> Provided text
* * * * *

I am still learning however to lay all my fears down at the altar. My guy friend Malachi and I are still talking and praying over our bond. We are not exactly certain where it is headed but desire to do all that we do according to the Lord. I am afraid of failure. I am afraid of making mistakes in our friendship and even more, I am afraid it will never go anywhere. I am afraid of under performing at my job and afraid I will never have a car. Although each of my fears are valid, humanly speaking, the reality of the Lord’s faithfulness screams louder than each of them as I continue to pass successfully through all of my trials. The lord is molding me into a courageous daughter. Ultimately, I am learning how to be a functioning member of the body of Christ.

* * * * *

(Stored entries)
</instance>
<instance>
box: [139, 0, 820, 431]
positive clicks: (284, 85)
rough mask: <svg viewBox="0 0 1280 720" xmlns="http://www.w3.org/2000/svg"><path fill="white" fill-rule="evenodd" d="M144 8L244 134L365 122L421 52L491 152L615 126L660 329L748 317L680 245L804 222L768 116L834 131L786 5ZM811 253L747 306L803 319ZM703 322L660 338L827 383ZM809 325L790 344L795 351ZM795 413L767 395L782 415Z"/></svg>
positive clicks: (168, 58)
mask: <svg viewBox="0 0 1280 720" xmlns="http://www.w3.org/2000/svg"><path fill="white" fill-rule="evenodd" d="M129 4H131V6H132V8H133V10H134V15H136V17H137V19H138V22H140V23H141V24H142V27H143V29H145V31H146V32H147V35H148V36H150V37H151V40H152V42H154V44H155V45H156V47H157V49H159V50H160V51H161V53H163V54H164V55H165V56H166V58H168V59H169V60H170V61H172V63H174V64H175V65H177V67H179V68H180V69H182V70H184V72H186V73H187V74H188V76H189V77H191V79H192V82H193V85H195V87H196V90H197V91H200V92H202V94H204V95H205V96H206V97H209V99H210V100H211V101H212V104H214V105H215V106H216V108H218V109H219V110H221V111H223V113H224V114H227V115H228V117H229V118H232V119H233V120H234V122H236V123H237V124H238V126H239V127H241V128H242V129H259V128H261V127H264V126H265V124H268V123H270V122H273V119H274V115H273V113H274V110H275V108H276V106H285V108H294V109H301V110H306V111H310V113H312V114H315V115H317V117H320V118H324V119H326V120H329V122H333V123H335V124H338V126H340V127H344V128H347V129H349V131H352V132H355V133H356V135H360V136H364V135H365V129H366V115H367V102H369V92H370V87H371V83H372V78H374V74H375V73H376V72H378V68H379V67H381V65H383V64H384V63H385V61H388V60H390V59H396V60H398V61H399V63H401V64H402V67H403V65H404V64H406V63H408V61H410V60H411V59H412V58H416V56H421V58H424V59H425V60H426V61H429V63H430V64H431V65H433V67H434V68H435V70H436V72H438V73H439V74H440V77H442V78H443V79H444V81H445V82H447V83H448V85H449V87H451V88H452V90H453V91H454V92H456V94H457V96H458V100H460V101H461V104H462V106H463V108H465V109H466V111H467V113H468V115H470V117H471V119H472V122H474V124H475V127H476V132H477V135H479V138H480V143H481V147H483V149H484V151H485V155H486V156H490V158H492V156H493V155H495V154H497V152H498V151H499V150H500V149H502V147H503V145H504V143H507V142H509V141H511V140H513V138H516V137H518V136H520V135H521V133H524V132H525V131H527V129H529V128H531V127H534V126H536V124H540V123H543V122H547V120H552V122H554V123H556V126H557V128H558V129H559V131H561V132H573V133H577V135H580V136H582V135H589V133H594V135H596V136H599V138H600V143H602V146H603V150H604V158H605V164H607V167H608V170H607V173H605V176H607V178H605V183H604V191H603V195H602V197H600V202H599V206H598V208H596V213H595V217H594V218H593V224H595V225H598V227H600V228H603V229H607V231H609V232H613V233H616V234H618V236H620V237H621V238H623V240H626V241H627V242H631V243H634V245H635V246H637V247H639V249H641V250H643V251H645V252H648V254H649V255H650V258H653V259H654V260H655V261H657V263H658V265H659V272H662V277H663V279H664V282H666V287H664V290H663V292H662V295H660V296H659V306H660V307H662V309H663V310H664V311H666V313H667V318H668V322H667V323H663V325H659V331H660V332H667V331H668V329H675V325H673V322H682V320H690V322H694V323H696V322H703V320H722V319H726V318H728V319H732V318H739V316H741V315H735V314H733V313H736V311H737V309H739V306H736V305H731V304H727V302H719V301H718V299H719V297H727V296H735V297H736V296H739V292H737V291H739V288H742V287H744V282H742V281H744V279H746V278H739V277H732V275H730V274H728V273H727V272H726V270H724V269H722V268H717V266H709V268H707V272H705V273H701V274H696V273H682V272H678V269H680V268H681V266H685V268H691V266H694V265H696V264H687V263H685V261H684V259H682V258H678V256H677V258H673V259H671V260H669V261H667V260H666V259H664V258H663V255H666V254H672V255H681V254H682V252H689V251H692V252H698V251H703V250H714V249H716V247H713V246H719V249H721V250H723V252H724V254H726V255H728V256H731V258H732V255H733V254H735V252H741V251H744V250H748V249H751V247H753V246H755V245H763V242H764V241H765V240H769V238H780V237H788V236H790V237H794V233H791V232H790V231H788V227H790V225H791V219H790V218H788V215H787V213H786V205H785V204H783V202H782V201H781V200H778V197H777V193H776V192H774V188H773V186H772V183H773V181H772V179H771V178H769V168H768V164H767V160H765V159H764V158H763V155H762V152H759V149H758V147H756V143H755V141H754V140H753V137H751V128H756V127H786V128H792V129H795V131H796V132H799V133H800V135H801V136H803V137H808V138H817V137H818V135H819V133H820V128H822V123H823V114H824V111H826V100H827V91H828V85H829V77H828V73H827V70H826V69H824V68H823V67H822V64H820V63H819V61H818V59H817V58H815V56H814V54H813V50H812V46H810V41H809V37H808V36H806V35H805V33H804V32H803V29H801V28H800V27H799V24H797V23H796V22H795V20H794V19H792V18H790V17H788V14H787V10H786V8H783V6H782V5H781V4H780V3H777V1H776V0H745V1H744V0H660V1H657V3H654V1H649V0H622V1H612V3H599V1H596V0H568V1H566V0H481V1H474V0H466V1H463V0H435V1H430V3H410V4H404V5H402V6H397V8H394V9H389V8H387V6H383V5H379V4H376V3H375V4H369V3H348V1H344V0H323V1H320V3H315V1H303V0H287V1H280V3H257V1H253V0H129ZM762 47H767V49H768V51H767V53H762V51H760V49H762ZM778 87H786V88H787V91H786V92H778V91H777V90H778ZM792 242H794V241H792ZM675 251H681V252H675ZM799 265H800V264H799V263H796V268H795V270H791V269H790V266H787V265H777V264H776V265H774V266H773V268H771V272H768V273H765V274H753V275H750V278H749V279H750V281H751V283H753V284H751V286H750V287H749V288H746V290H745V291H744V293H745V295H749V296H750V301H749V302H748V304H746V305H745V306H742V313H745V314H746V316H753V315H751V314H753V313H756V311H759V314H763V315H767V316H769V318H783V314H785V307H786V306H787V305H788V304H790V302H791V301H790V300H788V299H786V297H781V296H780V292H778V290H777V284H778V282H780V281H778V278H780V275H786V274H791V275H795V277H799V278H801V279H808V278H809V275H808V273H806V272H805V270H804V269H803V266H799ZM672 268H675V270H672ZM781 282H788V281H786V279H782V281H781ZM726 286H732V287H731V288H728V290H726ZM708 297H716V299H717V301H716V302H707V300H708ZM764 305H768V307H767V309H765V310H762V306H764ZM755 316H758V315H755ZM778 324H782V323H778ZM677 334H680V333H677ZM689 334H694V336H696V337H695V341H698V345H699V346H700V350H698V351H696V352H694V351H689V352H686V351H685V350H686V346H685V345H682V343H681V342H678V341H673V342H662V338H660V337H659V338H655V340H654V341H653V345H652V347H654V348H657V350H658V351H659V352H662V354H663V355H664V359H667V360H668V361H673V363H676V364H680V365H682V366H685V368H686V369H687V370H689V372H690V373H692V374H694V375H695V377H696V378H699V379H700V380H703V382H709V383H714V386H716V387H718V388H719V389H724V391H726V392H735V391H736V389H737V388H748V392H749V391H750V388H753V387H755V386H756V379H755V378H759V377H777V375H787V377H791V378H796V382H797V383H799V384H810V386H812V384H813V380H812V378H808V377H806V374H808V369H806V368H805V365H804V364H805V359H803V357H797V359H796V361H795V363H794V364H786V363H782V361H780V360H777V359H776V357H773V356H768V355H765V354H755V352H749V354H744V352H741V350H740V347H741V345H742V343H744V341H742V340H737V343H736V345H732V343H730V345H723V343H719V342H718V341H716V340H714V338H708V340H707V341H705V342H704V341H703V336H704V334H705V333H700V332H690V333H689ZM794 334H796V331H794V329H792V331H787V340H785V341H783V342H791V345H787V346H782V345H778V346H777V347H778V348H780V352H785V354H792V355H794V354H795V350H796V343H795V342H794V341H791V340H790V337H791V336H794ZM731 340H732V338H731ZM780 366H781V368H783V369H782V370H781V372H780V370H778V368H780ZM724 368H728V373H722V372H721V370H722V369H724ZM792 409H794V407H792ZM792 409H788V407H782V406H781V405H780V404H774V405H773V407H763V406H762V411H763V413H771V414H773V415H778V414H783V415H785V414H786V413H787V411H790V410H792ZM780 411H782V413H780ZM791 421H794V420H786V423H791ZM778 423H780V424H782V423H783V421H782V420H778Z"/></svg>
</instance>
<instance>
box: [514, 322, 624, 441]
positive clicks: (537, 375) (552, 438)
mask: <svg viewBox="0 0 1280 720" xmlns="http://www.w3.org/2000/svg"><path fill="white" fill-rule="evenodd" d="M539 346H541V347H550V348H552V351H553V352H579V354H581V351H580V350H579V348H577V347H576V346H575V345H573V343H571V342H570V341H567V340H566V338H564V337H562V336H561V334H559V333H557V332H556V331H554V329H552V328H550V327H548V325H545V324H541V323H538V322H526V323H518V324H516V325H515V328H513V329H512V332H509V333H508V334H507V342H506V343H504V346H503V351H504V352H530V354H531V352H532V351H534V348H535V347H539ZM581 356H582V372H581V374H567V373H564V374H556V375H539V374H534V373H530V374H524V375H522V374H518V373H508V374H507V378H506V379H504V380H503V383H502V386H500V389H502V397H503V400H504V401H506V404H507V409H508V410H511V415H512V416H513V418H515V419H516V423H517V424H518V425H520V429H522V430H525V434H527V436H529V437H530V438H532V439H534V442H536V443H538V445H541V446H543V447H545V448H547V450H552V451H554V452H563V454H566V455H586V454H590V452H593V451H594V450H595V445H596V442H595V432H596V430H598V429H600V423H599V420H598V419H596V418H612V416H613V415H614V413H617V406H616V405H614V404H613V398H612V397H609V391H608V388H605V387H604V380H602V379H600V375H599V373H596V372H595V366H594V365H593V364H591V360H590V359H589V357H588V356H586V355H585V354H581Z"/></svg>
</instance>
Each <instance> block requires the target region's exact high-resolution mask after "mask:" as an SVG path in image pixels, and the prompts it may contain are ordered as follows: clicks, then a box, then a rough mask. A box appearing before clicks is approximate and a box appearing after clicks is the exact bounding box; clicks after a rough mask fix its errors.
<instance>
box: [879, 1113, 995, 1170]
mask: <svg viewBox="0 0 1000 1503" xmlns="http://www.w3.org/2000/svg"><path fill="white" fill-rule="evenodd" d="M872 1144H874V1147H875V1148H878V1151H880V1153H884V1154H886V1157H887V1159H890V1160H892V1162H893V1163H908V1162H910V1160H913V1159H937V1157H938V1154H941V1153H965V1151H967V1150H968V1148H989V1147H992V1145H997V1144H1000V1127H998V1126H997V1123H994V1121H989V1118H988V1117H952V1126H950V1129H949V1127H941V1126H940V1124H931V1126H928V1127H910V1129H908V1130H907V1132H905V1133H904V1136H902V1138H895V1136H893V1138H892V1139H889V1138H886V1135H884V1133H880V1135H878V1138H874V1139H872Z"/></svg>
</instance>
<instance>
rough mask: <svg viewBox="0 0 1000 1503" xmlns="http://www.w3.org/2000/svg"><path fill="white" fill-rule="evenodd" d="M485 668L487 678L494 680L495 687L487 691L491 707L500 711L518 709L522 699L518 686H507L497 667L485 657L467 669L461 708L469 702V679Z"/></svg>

* * * * *

> List of tasks
1 – In the faith reflection, what does the writer say the Lord is molding them into?
2 – Retype everything in the faith reflection from "I am still learning" down to "body of Christ.".
3 – Pick up the faith reflection after its last sentence and keep writing.

> Answers to each task
1 – A courageous daughter.

2 –
I am still learning however to lay all my fears down at the altar. My guy friend Malachi and I are still talking and praying over our bond. We are not exactly certain where it is headed but desire to do all that we do according to the Lord. I am afraid of failure. I am afraid of making mistakes in our friendship and even more, I am afraid it will never go anywhere. I am afraid of under performing at my job and afraid I will never have a car. Although each of my fears are valid, humanly speaking, the reality of the Lord’s faithfulness screams louder than each of them as I continue to pass successfully through all of my trials. The lord is molding me into a courageous daughter. Ultimately, I am learning how to be a functioning member of the body of Christ.

3 –
“We have different gifts, according to the grace given to each us. If your gift is prophesying, then prophesy in accordance with your faith; if it is serving, then serve; if it is teaching, then teach; if it is to encourage, then give encouragement; if it is giving, then give generously; if it is to lead, to it diligently; if it is to show mercy, then do it cheerfully.” Romans 12:6-8
I have finished and have done so well. I am excited to begin working in an office setting, and while on the downside I will too often be bored, being in such an environment will allow me the opportunity to shine with the joy of the lord, and bring encouragement to my colleagues who are absorbed in the demands of the day and the stresses of life! May I stay rooted in the truth with my eyes fixed on Jesus! Praise him for this season! And I say to life: “Bring it!”